▸ **REQUIREMENTS**
Please revise the email below, everything from "Thanks for splitting" down to "Rx buffer alignment).", putting "hard-coded constants" in place of "magic numbers".

▸ **EXTRACT**
☆ ☆ ☆ ☆ ☆

Hi Mark,

Thanks for splitting the clean up, this looks better.
comment below.


On Tue, 16 Feb 2016 11:31:48 +0000
Mark Kavanagh <[email protected]> wrote:

> Current mbuf initialization relies on magic numbers and does not
> accomodate mbufs of different sizes.
> 
> Resolve this issue by ensuring that mbufs are always aligned to a 1k
> boundary (a typical DPDK NIC Rx buffer alignment).
> 
> Signed-off-by: Mark Kavanagh <[email protected]>
> ---
>  lib/netdev-dpdk.c | 51 ++++++++++++++++++++++++++++++++++++---------------
>  1 file changed, 36 insertions(+), 15 deletions(-)
> 
> diff --git a/lib/netdev-dpdk.c b/lib/netdev-dpdk.c
> index e4f789b..5bcd36d 100644
> --- a/lib/netdev-dpdk.c
> +++ b/lib/netdev-dpdk.c
> @@ -69,14 +69,14 @@ static struct vlog_rate_limit rl = 
> VLOG_RATE_LIMIT_INIT(5, 20);
>   * The minimum mbuf size is limited to avoid scatter behaviour and drop in
>   * performance for standard Ethernet MTU.
>   */
> -#define MTU_TO_MAX_LEN(mtu)  ((mtu) + ETHER_HDR_LEN + ETHER_CRC_LEN)
> -#define MBUF_SIZE_MTU(mtu)   (MTU_TO_MAX_LEN(mtu)        \
> -                              + sizeof(struct dp_packet) \
> -                              + RTE_PKTMBUF_HEADROOM)

☆ ☆ ☆ ☆ ☆

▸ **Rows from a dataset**
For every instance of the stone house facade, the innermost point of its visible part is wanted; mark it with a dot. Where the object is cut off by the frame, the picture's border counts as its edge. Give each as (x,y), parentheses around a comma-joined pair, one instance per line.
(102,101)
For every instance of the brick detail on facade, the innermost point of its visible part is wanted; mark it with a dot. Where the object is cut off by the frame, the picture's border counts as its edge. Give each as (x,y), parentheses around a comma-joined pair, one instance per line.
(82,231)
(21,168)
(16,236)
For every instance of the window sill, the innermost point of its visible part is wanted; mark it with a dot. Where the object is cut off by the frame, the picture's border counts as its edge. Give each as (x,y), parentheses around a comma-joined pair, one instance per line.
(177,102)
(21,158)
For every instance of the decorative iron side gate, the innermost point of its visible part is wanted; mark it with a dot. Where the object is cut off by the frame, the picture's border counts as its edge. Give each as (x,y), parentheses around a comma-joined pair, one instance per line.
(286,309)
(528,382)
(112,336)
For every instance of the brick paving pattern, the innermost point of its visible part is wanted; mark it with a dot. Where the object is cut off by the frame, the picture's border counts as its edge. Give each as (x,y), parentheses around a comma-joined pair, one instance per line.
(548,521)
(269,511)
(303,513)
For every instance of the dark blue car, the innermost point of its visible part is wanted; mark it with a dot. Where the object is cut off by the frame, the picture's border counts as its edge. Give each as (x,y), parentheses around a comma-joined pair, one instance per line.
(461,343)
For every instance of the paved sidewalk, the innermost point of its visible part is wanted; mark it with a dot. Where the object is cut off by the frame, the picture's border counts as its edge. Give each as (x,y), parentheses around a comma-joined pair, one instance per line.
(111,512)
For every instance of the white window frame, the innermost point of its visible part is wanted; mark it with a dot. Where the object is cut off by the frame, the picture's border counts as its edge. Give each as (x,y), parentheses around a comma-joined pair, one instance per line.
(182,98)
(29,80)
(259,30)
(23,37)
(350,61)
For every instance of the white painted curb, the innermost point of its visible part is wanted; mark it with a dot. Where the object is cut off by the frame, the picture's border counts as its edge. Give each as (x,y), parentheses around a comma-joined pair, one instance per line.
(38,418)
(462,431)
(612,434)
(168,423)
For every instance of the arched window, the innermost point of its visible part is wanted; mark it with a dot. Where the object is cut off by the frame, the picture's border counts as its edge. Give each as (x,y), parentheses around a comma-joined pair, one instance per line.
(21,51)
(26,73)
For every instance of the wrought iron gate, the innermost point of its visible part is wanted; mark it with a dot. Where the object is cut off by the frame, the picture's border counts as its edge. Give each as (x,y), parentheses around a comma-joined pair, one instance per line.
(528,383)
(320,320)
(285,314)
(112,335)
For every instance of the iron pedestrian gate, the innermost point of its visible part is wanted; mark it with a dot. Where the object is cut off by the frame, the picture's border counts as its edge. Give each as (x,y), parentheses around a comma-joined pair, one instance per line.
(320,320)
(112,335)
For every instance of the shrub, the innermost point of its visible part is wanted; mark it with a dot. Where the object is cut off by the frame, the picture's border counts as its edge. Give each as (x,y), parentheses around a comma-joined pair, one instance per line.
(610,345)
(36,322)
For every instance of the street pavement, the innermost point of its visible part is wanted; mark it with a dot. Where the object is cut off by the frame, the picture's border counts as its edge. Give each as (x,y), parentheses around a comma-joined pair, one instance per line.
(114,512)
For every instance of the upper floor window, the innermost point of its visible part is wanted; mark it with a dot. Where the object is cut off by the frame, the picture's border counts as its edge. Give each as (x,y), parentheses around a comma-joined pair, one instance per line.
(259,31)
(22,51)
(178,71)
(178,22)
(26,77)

☆ ☆ ☆ ☆ ☆

▸ **TASK RESPONSE**
Thanks for splitting the clean up, this looks better.
comment below.


On Tue, 16 Feb 2016 11:31:48 +0000
Mark Kavanagh <[email protected]> wrote:

> Current mbuf initialization relies on hard-coded constants and does not
> accomodate mbufs of different sizes.
> 
> Resolve this issue by ensuring that mbufs are always aligned to a 1k
> boundary (a typical DPDK NIC Rx buffer alignment).